Lesetext:
Jesus erzählt Gleichnisse, wenn er den Menschen etwas über Gott und sein Reich sagen will. Hier erzählt er von einer Frau, die einen Silbergroschen verliert und ihn mit Mühe solange sucht, bis sie ihn findet. Ihre Freude darüber ist so groß, dass sie ihre Freundinnen und Nachbarinnen herbeiruft, dass sie sich mit ihr mitfreuen.
Verlieren und Wiederfinden sind Themen, die sich durch unser Leben ziehen und die uns immer wieder existentiell angehen.
Die Fernsehserie Letzte Spur Berlin im ZDF dreht sich darum, dass ein Team von Ermittlern einen Menschen sucht, der mir nichts, dir nichts wie vom Erdboden verschwunden ist. Meistens entspinnt sich darum eine komplizierte Geschichte und der Zuschauer gewinnt einen tiefen Einblick in die menschliche Seele und atmet am Ende auf, wenn die vermisste Person wiedergefunden wird.

Aufgabenstellung: Gib den Abschnitt des Lesetexts von „Verlieren und Wiederfinden“ bis einschließlich „Person wiedergefunden wird.“ wortgetreu wieder.

Datenzeilen:
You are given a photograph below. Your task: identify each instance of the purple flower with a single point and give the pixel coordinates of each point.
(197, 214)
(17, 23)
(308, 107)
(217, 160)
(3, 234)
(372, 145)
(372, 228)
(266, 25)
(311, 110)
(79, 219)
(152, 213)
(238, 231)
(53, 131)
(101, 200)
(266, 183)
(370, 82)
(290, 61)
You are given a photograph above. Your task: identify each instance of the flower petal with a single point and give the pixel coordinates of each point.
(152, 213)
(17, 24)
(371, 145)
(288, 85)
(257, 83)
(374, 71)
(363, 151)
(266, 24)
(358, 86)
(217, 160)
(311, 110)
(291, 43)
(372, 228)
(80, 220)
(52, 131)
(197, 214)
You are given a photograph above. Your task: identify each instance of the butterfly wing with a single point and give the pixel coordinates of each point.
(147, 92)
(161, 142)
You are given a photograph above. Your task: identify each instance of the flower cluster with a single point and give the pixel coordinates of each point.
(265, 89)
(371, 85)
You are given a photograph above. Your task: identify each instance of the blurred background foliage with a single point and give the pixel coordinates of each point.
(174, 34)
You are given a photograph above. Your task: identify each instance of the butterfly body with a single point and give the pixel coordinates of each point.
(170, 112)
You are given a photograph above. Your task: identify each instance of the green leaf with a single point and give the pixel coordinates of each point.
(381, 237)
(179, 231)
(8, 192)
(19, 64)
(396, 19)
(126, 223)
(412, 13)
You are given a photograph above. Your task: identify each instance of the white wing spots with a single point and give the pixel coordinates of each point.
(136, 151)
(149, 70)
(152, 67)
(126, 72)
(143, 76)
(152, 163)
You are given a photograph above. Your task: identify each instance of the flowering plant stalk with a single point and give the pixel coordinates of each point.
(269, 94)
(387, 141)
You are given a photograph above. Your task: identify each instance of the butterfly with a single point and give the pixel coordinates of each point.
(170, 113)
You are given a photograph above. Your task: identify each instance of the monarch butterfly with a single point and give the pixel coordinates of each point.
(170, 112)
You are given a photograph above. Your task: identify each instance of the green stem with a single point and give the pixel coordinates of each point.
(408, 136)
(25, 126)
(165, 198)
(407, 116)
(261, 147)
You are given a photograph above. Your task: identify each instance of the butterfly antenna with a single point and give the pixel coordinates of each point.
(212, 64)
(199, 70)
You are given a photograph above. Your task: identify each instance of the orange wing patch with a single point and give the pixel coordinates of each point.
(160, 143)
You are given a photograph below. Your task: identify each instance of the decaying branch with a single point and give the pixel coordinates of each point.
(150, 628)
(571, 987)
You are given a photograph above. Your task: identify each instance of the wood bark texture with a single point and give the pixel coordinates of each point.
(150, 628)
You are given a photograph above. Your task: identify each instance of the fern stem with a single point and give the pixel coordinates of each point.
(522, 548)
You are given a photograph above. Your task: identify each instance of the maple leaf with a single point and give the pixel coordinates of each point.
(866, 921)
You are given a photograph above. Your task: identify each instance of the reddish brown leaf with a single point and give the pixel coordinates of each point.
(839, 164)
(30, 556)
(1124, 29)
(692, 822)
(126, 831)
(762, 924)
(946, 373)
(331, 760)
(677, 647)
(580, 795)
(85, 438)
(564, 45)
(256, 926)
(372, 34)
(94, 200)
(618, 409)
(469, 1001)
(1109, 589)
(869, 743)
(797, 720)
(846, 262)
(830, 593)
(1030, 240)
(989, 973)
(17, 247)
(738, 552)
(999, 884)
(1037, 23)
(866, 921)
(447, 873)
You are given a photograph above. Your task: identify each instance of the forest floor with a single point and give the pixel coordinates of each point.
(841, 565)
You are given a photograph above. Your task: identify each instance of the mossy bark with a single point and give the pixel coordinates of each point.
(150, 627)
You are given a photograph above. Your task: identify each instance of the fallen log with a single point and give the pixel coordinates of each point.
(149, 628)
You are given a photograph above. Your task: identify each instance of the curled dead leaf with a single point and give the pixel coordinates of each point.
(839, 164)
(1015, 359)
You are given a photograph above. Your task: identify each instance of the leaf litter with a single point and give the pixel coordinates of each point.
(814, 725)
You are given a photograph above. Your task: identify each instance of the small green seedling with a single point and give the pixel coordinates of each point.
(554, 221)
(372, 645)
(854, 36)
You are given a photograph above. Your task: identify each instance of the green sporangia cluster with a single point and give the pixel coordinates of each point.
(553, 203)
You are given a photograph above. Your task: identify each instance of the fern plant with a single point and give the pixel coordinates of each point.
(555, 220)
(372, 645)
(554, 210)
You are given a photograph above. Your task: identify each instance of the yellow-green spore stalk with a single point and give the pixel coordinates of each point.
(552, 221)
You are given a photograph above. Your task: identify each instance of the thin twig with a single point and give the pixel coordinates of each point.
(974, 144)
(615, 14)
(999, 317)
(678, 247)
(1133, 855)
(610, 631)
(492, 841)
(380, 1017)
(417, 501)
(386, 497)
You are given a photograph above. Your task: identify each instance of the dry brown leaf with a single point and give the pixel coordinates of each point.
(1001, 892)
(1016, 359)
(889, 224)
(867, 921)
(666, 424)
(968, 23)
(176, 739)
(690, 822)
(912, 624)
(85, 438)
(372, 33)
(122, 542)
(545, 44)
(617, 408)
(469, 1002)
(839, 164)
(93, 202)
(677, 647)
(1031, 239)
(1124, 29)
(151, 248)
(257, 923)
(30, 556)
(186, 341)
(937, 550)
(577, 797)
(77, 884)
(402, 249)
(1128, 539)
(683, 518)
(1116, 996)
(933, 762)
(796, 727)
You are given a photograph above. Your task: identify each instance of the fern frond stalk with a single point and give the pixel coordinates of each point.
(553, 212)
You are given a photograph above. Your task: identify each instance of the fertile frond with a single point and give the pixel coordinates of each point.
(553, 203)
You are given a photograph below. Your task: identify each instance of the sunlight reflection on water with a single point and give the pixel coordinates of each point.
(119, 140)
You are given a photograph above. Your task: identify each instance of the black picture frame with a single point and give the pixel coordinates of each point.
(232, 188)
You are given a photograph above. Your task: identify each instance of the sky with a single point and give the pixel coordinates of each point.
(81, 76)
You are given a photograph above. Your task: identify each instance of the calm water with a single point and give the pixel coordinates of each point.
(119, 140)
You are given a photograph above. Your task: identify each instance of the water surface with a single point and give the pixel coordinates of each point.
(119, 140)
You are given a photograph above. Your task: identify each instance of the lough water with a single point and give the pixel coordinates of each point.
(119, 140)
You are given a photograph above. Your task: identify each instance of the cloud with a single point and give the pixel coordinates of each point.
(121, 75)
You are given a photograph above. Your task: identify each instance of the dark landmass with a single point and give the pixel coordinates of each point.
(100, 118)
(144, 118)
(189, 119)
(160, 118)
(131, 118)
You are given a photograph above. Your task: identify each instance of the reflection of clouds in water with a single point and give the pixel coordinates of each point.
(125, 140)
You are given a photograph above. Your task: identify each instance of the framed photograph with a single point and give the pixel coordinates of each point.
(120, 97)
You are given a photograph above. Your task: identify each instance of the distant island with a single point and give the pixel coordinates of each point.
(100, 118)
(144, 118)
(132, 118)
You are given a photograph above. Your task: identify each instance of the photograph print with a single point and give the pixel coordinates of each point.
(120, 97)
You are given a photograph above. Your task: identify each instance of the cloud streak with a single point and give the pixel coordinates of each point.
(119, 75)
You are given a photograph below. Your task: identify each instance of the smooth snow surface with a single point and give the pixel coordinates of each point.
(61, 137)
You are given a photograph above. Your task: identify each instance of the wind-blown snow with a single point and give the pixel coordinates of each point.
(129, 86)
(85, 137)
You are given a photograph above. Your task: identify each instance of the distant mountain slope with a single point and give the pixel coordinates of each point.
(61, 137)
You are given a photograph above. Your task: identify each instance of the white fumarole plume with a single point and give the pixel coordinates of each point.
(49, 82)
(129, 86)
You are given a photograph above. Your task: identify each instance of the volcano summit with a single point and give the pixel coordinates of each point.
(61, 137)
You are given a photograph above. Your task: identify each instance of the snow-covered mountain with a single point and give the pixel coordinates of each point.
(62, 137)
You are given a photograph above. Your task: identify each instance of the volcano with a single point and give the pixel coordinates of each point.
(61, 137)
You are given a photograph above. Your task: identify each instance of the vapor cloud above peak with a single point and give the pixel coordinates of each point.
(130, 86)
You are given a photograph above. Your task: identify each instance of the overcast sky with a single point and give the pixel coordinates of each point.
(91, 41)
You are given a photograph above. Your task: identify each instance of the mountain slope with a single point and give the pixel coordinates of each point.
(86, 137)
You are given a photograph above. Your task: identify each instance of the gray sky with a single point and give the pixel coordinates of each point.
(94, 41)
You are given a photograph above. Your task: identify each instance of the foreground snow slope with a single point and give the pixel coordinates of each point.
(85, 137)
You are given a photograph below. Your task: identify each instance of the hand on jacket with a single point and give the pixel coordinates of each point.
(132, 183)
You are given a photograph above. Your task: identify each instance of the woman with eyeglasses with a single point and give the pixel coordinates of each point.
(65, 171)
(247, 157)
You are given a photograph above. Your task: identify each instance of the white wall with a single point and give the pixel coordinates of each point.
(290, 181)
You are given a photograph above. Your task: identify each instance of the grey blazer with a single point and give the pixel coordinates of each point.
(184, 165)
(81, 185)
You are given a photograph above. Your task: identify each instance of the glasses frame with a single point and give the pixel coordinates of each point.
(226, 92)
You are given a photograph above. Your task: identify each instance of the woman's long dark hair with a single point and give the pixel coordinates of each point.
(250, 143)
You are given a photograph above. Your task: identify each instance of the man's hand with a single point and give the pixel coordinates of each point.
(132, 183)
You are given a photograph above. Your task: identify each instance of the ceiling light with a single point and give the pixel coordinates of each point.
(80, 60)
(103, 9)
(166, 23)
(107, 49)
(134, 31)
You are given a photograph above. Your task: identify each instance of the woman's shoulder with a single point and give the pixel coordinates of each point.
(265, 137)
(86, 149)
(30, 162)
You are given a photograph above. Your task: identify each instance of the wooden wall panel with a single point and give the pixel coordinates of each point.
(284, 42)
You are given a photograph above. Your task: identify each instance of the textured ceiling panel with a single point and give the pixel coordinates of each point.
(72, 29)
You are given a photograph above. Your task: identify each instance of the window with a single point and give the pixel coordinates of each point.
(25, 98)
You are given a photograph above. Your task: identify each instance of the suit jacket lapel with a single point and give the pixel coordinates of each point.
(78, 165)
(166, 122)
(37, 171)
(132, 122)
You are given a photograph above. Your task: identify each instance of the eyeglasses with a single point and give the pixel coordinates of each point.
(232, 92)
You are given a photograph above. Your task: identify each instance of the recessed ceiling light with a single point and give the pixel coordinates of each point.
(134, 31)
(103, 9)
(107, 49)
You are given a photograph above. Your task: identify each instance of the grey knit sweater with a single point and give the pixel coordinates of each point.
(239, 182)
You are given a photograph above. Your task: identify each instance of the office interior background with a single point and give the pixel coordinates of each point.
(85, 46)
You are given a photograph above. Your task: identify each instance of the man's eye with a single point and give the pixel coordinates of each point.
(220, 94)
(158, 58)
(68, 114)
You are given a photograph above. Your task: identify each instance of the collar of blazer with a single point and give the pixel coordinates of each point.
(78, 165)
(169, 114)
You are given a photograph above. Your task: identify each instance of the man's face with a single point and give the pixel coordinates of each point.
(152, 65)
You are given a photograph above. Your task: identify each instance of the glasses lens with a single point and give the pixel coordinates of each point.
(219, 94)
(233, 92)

Ergebnis:
Verlieren und Wiederfinden sind Themen, die sich durch unser Leben ziehen und die uns immer wieder existentiell angehen.
Die Fernsehserie Letzte Spur Berlin im ZDF dreht sich darum, dass ein Team von Ermittlern einen Menschen sucht, der mir nichts, dir nichts wie vom Erdboden verschwunden ist. Meistens entspinnt sich darum eine komplizierte Geschichte und der Zuschauer gewinnt einen tiefen Einblick in die menschliche Seele und atmet am Ende auf, wenn die vermisste Person wiedergefunden wird.